WHAT THE TASK REQUIRES
Reproduce the following lines verbatim, in their original order.

LISTED ENTRIES
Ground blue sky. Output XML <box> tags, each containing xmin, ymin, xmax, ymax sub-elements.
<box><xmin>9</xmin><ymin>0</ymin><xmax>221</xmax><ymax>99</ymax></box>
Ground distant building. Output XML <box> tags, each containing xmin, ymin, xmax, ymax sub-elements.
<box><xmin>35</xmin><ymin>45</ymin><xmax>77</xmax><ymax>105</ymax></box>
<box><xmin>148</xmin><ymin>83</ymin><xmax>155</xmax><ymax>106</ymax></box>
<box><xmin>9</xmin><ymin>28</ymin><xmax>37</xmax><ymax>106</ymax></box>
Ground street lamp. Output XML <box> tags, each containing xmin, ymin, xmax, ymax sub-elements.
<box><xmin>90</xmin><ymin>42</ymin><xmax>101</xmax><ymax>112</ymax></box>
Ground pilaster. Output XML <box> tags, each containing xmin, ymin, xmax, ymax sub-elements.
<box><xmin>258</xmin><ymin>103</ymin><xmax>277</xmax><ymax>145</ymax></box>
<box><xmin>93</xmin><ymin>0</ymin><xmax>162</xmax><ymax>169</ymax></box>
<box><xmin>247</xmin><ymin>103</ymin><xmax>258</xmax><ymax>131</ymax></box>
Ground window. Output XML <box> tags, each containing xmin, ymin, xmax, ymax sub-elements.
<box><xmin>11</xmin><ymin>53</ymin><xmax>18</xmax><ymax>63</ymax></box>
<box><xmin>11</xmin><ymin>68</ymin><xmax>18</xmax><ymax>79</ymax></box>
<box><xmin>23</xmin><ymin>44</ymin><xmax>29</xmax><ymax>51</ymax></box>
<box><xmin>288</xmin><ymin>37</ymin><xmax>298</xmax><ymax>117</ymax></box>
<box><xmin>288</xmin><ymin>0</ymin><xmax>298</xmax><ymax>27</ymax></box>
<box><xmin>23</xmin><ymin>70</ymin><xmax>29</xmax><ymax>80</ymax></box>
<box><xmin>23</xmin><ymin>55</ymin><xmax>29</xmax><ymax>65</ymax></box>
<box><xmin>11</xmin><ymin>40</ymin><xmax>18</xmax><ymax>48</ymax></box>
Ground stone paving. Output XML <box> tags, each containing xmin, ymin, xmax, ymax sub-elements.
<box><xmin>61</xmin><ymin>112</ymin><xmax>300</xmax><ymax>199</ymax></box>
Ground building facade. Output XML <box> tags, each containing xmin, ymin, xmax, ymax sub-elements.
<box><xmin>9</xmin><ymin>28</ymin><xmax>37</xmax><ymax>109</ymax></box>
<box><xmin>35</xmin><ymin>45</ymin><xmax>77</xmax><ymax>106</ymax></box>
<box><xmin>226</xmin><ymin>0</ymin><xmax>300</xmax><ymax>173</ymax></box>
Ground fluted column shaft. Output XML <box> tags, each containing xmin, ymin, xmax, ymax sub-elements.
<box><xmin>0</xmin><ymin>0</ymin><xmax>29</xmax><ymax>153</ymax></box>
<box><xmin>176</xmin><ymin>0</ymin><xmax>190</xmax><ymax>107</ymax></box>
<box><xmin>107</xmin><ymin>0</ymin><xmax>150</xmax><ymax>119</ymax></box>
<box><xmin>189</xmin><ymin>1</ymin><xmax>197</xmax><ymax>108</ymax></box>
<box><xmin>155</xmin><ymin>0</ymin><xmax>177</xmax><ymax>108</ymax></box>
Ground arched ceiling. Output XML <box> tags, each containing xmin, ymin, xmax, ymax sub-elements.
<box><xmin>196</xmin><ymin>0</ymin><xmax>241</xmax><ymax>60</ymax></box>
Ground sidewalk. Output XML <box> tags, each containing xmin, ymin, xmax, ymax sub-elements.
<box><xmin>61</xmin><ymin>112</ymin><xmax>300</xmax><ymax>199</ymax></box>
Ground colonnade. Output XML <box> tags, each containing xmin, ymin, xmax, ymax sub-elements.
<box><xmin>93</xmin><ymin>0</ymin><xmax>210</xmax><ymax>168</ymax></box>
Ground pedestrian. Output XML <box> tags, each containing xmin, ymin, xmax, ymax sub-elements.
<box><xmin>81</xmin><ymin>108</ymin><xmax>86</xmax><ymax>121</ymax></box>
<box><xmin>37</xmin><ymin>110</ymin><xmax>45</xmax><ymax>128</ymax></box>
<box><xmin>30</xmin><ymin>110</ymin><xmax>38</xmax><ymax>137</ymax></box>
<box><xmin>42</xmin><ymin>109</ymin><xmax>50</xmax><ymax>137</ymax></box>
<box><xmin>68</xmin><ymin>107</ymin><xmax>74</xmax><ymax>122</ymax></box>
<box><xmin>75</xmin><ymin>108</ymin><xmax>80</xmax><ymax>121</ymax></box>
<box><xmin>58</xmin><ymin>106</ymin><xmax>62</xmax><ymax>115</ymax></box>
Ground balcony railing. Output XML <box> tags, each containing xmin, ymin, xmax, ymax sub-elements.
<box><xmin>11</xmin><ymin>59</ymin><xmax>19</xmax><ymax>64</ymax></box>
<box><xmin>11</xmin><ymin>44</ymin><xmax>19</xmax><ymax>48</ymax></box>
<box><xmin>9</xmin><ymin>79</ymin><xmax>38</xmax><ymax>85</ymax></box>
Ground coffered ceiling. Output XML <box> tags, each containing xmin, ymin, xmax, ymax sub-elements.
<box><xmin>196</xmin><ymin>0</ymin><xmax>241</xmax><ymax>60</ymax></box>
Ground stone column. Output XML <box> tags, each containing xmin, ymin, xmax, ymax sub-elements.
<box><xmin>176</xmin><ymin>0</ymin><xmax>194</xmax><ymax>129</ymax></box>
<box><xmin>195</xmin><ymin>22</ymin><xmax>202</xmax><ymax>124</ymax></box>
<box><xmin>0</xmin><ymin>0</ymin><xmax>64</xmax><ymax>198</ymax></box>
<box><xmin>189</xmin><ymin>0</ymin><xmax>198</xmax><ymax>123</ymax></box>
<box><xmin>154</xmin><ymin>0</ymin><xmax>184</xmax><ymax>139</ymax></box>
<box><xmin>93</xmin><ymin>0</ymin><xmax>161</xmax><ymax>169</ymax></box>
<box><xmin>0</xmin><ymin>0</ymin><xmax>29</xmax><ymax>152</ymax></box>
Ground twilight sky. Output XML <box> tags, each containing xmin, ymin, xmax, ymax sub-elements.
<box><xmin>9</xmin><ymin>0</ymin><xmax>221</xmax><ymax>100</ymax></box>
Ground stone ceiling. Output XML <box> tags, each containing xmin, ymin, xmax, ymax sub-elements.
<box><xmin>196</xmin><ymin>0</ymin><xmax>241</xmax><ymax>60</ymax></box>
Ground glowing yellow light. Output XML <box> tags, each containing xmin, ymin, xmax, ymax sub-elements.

ANSWER BELOW
Ground blue sky. Output XML <box> tags, each containing xmin, ymin, xmax, ymax sub-elements.
<box><xmin>9</xmin><ymin>0</ymin><xmax>221</xmax><ymax>99</ymax></box>
Ground distant building. Output XML <box> tags, each containing xmin, ymin, xmax, ymax sub-elements.
<box><xmin>35</xmin><ymin>45</ymin><xmax>77</xmax><ymax>105</ymax></box>
<box><xmin>148</xmin><ymin>83</ymin><xmax>155</xmax><ymax>106</ymax></box>
<box><xmin>9</xmin><ymin>28</ymin><xmax>37</xmax><ymax>106</ymax></box>
Ground street lamp. Output XML <box> tags, each containing xmin, ymin, xmax, ymax sub-elements.
<box><xmin>90</xmin><ymin>42</ymin><xmax>101</xmax><ymax>112</ymax></box>
Ground pilaster. Output XML <box> tags, each containing xmin, ymin, xmax, ymax sub-elements.
<box><xmin>258</xmin><ymin>103</ymin><xmax>277</xmax><ymax>145</ymax></box>
<box><xmin>93</xmin><ymin>0</ymin><xmax>162</xmax><ymax>169</ymax></box>
<box><xmin>247</xmin><ymin>103</ymin><xmax>258</xmax><ymax>131</ymax></box>
Ground window. Output XML <box> tags, each containing xmin, ymin, xmax, ymax sub-elements.
<box><xmin>11</xmin><ymin>53</ymin><xmax>18</xmax><ymax>63</ymax></box>
<box><xmin>11</xmin><ymin>68</ymin><xmax>18</xmax><ymax>79</ymax></box>
<box><xmin>23</xmin><ymin>44</ymin><xmax>29</xmax><ymax>51</ymax></box>
<box><xmin>288</xmin><ymin>37</ymin><xmax>298</xmax><ymax>117</ymax></box>
<box><xmin>288</xmin><ymin>0</ymin><xmax>298</xmax><ymax>27</ymax></box>
<box><xmin>23</xmin><ymin>70</ymin><xmax>29</xmax><ymax>80</ymax></box>
<box><xmin>23</xmin><ymin>55</ymin><xmax>29</xmax><ymax>65</ymax></box>
<box><xmin>11</xmin><ymin>40</ymin><xmax>18</xmax><ymax>48</ymax></box>
Ground stone paving. Output XML <box> tags, each containing xmin, ymin, xmax, ymax sub-elements.
<box><xmin>61</xmin><ymin>112</ymin><xmax>300</xmax><ymax>199</ymax></box>
Ground building facade. Output XML <box> tags, each containing xmin, ymin, xmax, ymax sub-elements.
<box><xmin>9</xmin><ymin>28</ymin><xmax>37</xmax><ymax>109</ymax></box>
<box><xmin>35</xmin><ymin>45</ymin><xmax>77</xmax><ymax>106</ymax></box>
<box><xmin>226</xmin><ymin>0</ymin><xmax>300</xmax><ymax>173</ymax></box>
Ground fluted column shaft. Output XML <box> tags, each containing xmin, ymin, xmax, ymax sub-elements.
<box><xmin>0</xmin><ymin>0</ymin><xmax>29</xmax><ymax>153</ymax></box>
<box><xmin>176</xmin><ymin>0</ymin><xmax>190</xmax><ymax>107</ymax></box>
<box><xmin>107</xmin><ymin>0</ymin><xmax>150</xmax><ymax>119</ymax></box>
<box><xmin>189</xmin><ymin>1</ymin><xmax>197</xmax><ymax>108</ymax></box>
<box><xmin>155</xmin><ymin>0</ymin><xmax>177</xmax><ymax>108</ymax></box>
Ground arched ceiling. Output XML <box> tags, each containing xmin, ymin, xmax, ymax sub-elements.
<box><xmin>196</xmin><ymin>0</ymin><xmax>241</xmax><ymax>60</ymax></box>
Ground sidewalk. Output XML <box> tags, each containing xmin, ymin, xmax, ymax sub-elements.
<box><xmin>61</xmin><ymin>112</ymin><xmax>300</xmax><ymax>199</ymax></box>
Ground colonnade. Output XML <box> tags, each containing xmin, ymin, xmax, ymax sub-elements.
<box><xmin>93</xmin><ymin>0</ymin><xmax>210</xmax><ymax>168</ymax></box>
Ground pedestrian. Output XML <box> tags, each containing xmin, ymin, xmax, ymax sub-elements.
<box><xmin>81</xmin><ymin>108</ymin><xmax>86</xmax><ymax>121</ymax></box>
<box><xmin>37</xmin><ymin>110</ymin><xmax>45</xmax><ymax>128</ymax></box>
<box><xmin>30</xmin><ymin>110</ymin><xmax>38</xmax><ymax>137</ymax></box>
<box><xmin>42</xmin><ymin>109</ymin><xmax>50</xmax><ymax>137</ymax></box>
<box><xmin>68</xmin><ymin>107</ymin><xmax>74</xmax><ymax>122</ymax></box>
<box><xmin>75</xmin><ymin>108</ymin><xmax>80</xmax><ymax>121</ymax></box>
<box><xmin>58</xmin><ymin>106</ymin><xmax>62</xmax><ymax>115</ymax></box>
Ground balcony railing. Output XML <box> tags, each containing xmin, ymin, xmax, ymax sub-elements.
<box><xmin>11</xmin><ymin>59</ymin><xmax>19</xmax><ymax>64</ymax></box>
<box><xmin>11</xmin><ymin>44</ymin><xmax>19</xmax><ymax>48</ymax></box>
<box><xmin>9</xmin><ymin>79</ymin><xmax>38</xmax><ymax>85</ymax></box>
Ground coffered ceiling. Output XML <box> tags, each containing xmin, ymin, xmax, ymax sub-elements.
<box><xmin>196</xmin><ymin>0</ymin><xmax>241</xmax><ymax>60</ymax></box>
Ground stone column. Output XML <box> tags, each containing xmin, ymin, xmax, ymax sub-elements.
<box><xmin>176</xmin><ymin>0</ymin><xmax>194</xmax><ymax>129</ymax></box>
<box><xmin>195</xmin><ymin>22</ymin><xmax>202</xmax><ymax>124</ymax></box>
<box><xmin>0</xmin><ymin>0</ymin><xmax>64</xmax><ymax>198</ymax></box>
<box><xmin>189</xmin><ymin>0</ymin><xmax>198</xmax><ymax>123</ymax></box>
<box><xmin>154</xmin><ymin>0</ymin><xmax>184</xmax><ymax>139</ymax></box>
<box><xmin>93</xmin><ymin>0</ymin><xmax>161</xmax><ymax>169</ymax></box>
<box><xmin>0</xmin><ymin>0</ymin><xmax>29</xmax><ymax>152</ymax></box>
Ground twilight sky. Output XML <box> tags, each containing xmin, ymin, xmax, ymax sub-elements.
<box><xmin>9</xmin><ymin>0</ymin><xmax>221</xmax><ymax>100</ymax></box>
Ground stone ceiling. Output XML <box> tags, each containing xmin, ymin, xmax, ymax sub-elements.
<box><xmin>196</xmin><ymin>0</ymin><xmax>241</xmax><ymax>60</ymax></box>
Ground glowing yellow light. Output XML <box> tags, each containing xmin, ymin, xmax, ymax sub-elements.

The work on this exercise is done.